> [THE REQUEST] Output the data below as a JSON list of strings with one string per line and no blank lines, starting at the line that contains "Please identify the sauerkraut" and continuing through the end of the data. Leave the pictures out of the list.

(Stored data)

+ + +

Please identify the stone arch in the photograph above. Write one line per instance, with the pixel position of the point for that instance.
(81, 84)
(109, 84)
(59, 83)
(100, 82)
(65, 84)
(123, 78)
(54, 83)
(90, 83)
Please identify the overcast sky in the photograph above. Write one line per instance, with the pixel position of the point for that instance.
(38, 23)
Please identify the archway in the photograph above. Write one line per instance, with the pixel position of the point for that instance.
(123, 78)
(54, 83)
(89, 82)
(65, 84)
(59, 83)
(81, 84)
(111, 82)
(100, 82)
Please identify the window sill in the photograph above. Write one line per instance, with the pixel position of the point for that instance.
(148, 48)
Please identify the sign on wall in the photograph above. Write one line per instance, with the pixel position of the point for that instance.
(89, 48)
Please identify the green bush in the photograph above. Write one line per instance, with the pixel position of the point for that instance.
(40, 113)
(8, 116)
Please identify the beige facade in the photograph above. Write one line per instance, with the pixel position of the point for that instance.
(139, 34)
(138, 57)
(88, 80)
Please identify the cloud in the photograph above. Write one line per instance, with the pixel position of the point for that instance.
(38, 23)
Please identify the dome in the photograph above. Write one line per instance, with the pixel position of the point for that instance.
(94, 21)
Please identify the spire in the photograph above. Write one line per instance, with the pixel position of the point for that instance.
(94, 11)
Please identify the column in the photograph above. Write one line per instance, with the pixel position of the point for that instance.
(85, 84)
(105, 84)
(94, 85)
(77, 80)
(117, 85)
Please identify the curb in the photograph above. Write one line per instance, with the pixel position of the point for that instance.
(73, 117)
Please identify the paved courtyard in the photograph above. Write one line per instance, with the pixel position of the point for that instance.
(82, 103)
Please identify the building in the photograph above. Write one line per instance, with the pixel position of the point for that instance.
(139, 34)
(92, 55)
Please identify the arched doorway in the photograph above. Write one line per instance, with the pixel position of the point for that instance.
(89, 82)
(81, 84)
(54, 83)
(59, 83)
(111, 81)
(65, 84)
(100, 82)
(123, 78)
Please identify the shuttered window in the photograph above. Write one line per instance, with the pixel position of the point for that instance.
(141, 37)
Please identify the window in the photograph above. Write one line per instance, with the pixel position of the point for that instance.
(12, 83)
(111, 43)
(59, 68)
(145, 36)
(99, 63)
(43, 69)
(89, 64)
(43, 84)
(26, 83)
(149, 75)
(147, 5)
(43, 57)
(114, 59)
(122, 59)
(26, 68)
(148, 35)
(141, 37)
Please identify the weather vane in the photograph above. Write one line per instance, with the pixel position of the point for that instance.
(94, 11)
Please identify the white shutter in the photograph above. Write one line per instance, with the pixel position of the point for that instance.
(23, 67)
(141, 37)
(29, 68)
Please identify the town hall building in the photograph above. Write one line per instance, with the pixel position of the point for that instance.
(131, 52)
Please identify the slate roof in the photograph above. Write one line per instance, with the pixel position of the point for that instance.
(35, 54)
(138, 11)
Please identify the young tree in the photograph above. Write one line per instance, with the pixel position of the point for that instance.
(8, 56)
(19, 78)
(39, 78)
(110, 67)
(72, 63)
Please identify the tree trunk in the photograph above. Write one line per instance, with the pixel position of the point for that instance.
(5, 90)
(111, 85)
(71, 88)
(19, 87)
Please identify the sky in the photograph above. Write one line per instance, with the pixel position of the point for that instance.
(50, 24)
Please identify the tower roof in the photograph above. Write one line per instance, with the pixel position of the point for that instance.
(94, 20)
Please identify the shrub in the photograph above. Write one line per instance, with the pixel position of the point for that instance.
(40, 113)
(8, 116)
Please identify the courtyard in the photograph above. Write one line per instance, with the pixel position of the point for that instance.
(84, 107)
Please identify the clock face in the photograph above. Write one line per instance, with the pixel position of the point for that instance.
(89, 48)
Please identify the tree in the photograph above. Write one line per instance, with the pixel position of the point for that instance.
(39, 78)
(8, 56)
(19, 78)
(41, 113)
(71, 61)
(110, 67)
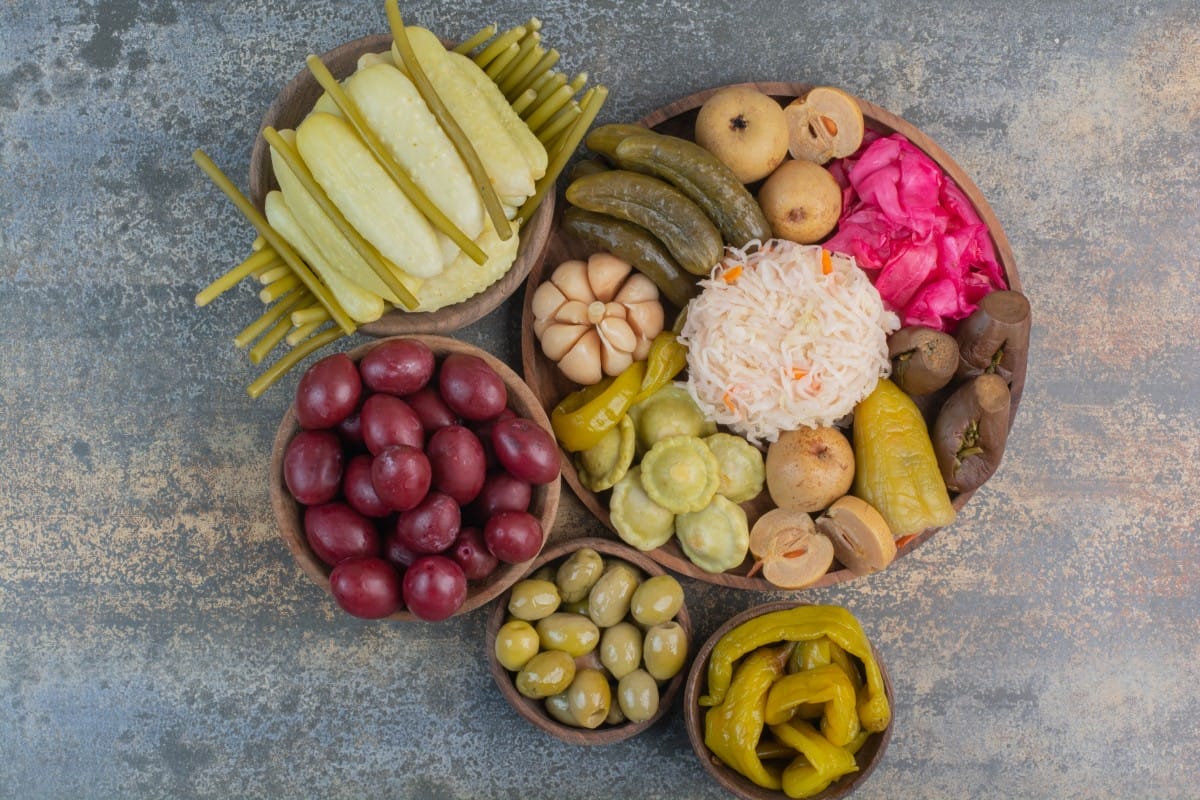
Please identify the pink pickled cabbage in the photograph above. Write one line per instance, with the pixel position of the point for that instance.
(915, 232)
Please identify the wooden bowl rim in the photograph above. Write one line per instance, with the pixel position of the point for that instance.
(534, 234)
(544, 504)
(532, 710)
(535, 366)
(738, 785)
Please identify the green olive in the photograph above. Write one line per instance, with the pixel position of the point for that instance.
(610, 597)
(621, 649)
(657, 600)
(589, 697)
(665, 650)
(559, 708)
(639, 696)
(516, 642)
(573, 633)
(547, 673)
(579, 573)
(533, 599)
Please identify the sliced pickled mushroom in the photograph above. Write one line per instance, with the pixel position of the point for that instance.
(742, 467)
(717, 537)
(861, 537)
(639, 521)
(790, 551)
(681, 474)
(823, 124)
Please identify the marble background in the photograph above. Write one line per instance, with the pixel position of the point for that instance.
(157, 641)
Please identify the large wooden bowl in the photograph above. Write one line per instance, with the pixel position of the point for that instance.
(294, 102)
(868, 757)
(289, 513)
(549, 384)
(533, 710)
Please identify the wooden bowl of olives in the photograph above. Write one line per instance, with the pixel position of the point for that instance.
(293, 104)
(789, 701)
(592, 645)
(414, 477)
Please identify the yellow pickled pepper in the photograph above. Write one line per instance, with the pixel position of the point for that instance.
(895, 468)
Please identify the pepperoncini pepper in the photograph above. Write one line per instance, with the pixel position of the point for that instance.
(667, 358)
(820, 763)
(826, 685)
(583, 416)
(802, 624)
(732, 728)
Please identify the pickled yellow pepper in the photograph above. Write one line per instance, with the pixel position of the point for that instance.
(895, 468)
(732, 728)
(802, 624)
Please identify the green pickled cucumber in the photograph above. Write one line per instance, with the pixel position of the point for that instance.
(703, 178)
(636, 246)
(652, 203)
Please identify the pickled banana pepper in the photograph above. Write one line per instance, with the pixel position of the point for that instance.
(793, 666)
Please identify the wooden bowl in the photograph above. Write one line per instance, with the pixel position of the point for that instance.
(289, 513)
(868, 757)
(294, 102)
(533, 710)
(550, 385)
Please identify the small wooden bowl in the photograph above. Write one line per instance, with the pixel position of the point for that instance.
(550, 385)
(533, 710)
(289, 513)
(868, 757)
(294, 102)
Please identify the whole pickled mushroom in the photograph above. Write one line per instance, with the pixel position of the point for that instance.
(971, 432)
(923, 360)
(995, 338)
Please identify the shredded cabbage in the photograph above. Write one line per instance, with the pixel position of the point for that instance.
(785, 336)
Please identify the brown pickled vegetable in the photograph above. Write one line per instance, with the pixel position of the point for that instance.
(923, 360)
(995, 337)
(971, 431)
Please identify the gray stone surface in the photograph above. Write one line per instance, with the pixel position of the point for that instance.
(157, 641)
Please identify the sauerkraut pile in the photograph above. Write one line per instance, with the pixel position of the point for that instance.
(785, 336)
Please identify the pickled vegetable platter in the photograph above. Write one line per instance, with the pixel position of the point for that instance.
(553, 380)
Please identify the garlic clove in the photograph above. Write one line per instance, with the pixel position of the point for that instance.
(646, 318)
(546, 300)
(581, 362)
(558, 338)
(574, 312)
(606, 275)
(637, 288)
(618, 335)
(571, 278)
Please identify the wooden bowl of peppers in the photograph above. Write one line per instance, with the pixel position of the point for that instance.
(789, 701)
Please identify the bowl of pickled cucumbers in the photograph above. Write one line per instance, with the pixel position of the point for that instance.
(789, 701)
(592, 645)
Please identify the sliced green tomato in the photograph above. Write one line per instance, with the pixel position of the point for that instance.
(717, 537)
(531, 146)
(640, 521)
(359, 304)
(503, 160)
(681, 474)
(366, 196)
(395, 112)
(336, 248)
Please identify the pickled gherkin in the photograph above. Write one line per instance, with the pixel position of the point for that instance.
(895, 469)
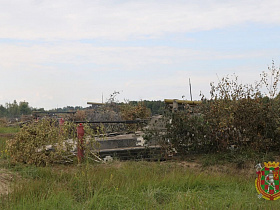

+ + +

> [RESPONSE BELOW]
[
  "Please identify the sauerkraut pile in the photograph above. Write one line per instance, with the pixel position of the point for that instance.",
  "(785, 336)",
  "Please identify the pickled vegetable platter in the photograph above. Write one line per instance, with the pixel position of the point for that instance.",
  "(553, 380)",
  "Please identify the garlic clove in the photograph above. Write one line per instance, with the pixel position of the point for that instance.",
  "(646, 318)",
  "(546, 300)",
  "(581, 362)",
  "(558, 338)",
  "(574, 312)",
  "(606, 275)",
  "(637, 288)",
  "(618, 335)",
  "(571, 278)",
  "Please identify the wooden bowl of peppers in the photograph above. Write one line per instance, with the pixel position of the point for that instance.",
  "(789, 701)",
  "Please identify the bowl of pickled cucumbers in the photograph above. Write one line per instance, with the pixel position of the point for that instance.",
  "(789, 701)",
  "(592, 645)",
  "Please identify the sliced green tomato in the photograph above. Write one line per instance, with the pixel position of the point for that instance.",
  "(717, 537)",
  "(531, 146)",
  "(640, 521)",
  "(359, 304)",
  "(503, 160)",
  "(681, 474)",
  "(366, 196)",
  "(395, 112)",
  "(336, 248)",
  "Please identify the pickled gherkin in the photograph above. Write one line per instance, with the pixel position of the point for that instance.",
  "(895, 469)"
]